Referring expression pointing data

_____

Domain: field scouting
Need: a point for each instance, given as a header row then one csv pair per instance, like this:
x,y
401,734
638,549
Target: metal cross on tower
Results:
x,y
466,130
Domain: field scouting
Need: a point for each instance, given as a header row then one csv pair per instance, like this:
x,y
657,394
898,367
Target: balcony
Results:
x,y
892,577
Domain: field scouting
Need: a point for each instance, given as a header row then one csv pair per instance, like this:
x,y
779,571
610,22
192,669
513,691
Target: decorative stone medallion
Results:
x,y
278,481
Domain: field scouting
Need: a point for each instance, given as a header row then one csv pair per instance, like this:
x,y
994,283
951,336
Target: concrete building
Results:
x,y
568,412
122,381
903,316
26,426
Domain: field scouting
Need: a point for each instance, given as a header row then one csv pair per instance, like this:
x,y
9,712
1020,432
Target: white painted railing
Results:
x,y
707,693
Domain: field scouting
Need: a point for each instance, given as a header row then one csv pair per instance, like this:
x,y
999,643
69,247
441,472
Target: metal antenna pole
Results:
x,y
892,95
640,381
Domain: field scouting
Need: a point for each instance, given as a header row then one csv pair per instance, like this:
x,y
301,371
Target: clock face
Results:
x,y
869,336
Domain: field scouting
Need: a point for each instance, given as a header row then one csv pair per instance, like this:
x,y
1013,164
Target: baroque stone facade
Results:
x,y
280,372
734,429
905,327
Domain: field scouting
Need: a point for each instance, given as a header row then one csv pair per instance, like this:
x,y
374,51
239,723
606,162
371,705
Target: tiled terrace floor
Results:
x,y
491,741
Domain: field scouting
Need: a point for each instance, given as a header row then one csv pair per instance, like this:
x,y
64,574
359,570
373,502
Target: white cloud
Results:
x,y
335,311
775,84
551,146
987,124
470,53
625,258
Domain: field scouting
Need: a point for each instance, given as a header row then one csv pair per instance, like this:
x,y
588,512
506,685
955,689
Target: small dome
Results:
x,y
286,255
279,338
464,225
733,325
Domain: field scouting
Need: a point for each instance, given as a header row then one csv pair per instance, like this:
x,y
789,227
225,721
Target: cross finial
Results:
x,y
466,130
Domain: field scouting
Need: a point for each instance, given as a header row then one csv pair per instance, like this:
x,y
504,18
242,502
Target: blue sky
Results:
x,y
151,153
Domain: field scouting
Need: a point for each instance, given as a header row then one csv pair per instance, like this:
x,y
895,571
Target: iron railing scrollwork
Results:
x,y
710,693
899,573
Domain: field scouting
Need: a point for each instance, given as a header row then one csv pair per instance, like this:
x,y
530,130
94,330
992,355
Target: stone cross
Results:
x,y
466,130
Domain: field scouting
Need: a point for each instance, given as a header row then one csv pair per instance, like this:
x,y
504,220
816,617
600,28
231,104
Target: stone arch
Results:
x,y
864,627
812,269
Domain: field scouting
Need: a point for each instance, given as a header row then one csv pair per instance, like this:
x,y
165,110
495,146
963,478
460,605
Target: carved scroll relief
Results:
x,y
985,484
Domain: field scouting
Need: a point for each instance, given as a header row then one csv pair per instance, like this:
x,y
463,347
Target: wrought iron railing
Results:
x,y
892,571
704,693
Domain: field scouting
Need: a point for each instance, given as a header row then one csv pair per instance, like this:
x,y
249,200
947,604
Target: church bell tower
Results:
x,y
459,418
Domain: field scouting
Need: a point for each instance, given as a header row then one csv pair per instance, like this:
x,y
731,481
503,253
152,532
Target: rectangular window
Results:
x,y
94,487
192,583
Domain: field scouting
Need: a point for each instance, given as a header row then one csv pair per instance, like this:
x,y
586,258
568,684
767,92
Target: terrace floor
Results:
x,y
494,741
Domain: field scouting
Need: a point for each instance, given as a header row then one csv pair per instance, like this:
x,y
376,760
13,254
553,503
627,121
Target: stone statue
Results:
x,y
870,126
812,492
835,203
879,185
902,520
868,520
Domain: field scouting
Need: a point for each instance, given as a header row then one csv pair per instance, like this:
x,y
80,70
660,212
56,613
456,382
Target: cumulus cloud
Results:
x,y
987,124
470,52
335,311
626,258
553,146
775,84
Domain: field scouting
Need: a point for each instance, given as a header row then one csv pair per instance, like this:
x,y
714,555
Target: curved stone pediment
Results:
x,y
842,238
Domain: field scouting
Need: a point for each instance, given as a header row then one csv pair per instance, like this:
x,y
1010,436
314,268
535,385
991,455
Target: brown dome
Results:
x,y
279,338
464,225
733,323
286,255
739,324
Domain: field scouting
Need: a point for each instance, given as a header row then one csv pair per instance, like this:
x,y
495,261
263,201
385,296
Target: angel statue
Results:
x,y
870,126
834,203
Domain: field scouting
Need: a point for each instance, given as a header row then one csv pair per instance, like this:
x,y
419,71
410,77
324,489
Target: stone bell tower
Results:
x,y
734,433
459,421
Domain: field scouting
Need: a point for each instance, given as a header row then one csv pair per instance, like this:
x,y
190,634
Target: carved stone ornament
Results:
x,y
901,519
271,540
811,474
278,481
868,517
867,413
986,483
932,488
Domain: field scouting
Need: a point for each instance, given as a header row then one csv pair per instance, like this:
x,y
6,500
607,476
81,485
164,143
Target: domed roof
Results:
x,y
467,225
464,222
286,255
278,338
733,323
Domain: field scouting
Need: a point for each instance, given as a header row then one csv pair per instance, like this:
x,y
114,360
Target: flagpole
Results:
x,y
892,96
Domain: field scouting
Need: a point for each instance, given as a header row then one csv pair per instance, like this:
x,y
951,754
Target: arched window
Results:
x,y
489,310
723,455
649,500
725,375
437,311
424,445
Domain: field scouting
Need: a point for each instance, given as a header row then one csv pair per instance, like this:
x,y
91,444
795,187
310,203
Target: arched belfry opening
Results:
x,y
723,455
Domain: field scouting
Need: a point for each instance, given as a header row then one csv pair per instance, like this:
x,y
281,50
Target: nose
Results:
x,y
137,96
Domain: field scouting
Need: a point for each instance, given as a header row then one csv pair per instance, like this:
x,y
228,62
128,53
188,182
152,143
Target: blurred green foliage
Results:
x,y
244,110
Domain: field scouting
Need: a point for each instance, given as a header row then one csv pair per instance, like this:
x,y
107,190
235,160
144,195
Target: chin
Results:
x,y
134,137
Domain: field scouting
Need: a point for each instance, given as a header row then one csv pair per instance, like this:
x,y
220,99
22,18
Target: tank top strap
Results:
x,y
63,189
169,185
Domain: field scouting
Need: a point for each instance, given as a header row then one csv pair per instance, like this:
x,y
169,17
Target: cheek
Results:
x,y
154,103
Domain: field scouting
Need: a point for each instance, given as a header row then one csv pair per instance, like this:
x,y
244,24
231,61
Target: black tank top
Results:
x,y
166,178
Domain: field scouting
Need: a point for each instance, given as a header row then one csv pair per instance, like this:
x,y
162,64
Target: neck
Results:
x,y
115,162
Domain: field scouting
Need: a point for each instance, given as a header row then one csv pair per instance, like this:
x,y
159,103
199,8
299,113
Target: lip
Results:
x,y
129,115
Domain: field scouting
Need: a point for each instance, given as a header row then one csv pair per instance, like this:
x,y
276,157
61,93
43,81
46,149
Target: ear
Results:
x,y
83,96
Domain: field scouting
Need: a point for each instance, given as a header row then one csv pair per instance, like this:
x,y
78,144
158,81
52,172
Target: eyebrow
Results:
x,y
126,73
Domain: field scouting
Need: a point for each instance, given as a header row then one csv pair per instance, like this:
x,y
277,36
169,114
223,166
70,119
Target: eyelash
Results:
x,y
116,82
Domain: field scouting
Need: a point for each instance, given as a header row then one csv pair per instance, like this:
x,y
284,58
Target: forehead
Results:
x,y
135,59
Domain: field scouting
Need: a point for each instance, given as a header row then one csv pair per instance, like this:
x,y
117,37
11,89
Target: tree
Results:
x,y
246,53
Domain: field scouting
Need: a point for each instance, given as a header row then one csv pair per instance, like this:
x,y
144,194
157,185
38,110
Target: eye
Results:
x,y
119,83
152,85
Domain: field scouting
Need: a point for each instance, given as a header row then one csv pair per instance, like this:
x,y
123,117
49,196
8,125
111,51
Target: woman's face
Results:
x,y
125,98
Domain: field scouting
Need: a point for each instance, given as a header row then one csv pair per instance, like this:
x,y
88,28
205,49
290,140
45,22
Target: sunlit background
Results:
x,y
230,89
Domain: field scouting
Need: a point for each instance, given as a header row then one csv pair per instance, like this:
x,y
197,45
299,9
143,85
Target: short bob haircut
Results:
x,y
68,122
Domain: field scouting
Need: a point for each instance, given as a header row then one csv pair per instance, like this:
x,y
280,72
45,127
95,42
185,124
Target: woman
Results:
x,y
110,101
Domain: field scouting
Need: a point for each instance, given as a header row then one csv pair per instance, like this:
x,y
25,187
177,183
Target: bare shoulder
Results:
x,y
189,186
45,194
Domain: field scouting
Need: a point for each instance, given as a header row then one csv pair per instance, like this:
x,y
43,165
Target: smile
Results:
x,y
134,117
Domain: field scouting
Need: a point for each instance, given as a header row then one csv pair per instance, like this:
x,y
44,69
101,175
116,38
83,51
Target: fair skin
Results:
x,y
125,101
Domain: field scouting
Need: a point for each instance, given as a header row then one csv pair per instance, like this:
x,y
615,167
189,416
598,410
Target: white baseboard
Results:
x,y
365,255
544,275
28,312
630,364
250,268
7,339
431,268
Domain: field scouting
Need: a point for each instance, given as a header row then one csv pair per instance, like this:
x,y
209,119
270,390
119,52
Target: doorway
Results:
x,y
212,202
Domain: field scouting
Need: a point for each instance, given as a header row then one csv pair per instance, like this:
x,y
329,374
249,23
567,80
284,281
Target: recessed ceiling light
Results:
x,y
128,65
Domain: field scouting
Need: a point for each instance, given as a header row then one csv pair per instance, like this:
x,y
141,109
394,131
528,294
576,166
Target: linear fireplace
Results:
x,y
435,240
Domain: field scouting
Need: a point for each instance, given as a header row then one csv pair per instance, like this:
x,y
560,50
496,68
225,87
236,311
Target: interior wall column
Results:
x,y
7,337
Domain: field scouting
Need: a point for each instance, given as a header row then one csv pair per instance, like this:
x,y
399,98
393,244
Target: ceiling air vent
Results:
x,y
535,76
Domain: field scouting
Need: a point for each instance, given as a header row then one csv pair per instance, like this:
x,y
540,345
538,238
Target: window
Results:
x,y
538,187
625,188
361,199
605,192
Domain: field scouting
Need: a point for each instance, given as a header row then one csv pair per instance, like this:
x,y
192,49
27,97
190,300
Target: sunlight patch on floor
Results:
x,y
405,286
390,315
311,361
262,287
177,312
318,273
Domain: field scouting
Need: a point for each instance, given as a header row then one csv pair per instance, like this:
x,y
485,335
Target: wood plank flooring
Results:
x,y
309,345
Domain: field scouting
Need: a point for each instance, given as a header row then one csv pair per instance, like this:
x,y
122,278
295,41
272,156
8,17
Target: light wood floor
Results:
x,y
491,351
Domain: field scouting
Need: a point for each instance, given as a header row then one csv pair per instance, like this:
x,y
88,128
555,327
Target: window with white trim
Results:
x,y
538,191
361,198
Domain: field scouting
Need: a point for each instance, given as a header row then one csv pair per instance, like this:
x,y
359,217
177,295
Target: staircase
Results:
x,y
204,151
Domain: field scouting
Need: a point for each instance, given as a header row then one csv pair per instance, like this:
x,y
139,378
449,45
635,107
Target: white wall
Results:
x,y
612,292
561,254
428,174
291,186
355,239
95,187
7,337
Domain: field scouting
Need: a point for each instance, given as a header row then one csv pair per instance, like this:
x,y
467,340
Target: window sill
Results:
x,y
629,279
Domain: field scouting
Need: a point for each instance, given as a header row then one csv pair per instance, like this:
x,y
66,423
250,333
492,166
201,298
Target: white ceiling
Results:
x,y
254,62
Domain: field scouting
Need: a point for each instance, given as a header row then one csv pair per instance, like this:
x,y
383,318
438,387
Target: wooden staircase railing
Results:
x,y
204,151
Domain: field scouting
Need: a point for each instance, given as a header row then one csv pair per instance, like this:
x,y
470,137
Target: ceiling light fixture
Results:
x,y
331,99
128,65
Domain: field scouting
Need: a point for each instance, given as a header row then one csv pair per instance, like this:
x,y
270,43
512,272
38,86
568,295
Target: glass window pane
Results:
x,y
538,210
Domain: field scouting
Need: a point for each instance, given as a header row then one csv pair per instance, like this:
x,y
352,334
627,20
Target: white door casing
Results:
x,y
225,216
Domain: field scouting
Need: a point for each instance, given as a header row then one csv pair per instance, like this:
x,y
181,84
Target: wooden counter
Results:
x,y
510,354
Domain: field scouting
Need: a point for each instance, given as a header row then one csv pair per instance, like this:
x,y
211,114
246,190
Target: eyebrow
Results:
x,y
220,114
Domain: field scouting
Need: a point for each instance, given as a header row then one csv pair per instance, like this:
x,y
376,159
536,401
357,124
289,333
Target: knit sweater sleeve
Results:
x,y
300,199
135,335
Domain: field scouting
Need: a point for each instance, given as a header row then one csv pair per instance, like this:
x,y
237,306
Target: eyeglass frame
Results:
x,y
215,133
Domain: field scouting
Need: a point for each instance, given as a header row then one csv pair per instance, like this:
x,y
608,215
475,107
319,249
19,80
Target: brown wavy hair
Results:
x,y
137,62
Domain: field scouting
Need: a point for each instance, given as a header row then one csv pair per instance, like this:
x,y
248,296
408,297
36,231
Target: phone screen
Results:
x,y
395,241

_____

A single number is the whole answer: how many lines in the entries hold the word "face".

RESULT OF THIS EXERCISE
2